_Work request_. Below is a listing. Output every line of it exactly.

_Excerpted records_.
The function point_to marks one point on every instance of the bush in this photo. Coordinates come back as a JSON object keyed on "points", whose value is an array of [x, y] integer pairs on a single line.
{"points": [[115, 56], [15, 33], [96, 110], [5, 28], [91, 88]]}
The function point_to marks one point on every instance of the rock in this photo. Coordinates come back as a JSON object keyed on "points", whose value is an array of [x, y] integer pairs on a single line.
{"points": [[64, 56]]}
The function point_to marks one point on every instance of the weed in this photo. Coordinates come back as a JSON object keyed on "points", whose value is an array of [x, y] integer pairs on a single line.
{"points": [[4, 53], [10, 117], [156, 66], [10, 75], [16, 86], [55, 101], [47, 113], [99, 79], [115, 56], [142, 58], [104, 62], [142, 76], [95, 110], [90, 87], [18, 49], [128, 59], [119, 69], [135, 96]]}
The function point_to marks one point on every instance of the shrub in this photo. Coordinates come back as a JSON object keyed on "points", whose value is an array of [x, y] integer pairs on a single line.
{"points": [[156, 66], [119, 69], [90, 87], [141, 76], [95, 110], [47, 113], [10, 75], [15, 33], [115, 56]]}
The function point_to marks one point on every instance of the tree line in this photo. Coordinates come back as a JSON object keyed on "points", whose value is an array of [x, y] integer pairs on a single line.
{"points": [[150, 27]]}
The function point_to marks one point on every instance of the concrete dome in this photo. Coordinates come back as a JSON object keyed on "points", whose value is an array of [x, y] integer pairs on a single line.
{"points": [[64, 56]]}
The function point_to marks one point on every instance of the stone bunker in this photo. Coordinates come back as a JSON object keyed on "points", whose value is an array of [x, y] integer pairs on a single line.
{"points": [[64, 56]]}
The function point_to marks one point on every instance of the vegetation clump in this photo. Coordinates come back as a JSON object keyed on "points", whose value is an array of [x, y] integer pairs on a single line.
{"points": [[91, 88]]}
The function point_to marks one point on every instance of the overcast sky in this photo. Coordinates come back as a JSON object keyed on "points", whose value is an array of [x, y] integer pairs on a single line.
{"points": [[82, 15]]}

_Exercise response_.
The function point_to marks one point on every instance of the bush in this photo. Coordinates come back as a JSON object keyed on "points", whose value is an array of [x, y] integer pairs on a single line.
{"points": [[115, 56], [15, 33], [96, 110], [5, 28], [91, 88]]}
The function point_to marks one point on every instance of the rock in this photo. Coordinates come back as a JSON object keyed on "points", whose value is an array of [x, y] integer pairs on a single line.
{"points": [[64, 56]]}
The function point_to marks one point on every instance of the weed in this photo. Coordinates come back as a JSON object keyed on "points", whose value is an array of [x, y] integer pairs on a single line.
{"points": [[4, 53], [10, 117], [156, 66], [10, 75], [16, 86], [55, 101], [47, 113], [99, 79], [115, 56], [142, 58], [104, 62], [142, 76], [95, 110], [90, 87], [18, 49], [128, 59], [119, 69], [135, 96]]}
The function point_to marks one point on every instance of the shrub in this photo. Coordinates come back as a JSON object keyed on "points", whose value is an array of [x, y] integer pairs on a single line.
{"points": [[156, 66], [119, 69], [90, 87], [141, 76], [95, 110], [47, 113], [10, 75], [15, 33], [115, 56]]}
The function point_to marks one point on every instance of the tree line in this photo. Coordinates come back as a JSON object keyed on "points", whose value is an array of [x, y] integer pairs on a single line.
{"points": [[150, 27]]}
The function point_to marks one point on every instance of the concrete dome in this photo. Coordinates come back as a JSON object keyed on "points", whose value is an array of [x, y] integer pairs on a single line.
{"points": [[64, 56]]}
The function point_to marks one point on every instance of the stone bunker in this photo. Coordinates come back as a JSON object keyed on "points", whose value is an array of [x, y] integer pairs on a single line.
{"points": [[64, 56]]}
The function point_to marks one point on every instance of the vegetation clump in this photo. Coordinates come back as a JSON object keyed on "points", whose value is an array of [x, y] integer pairs on a single line.
{"points": [[91, 88]]}
The function point_to marks one point on every instance of the overcast sky in this photo. Coordinates come back as a JSON object keyed on "points", whose value is an array of [x, y] integer pairs on a single line.
{"points": [[82, 15]]}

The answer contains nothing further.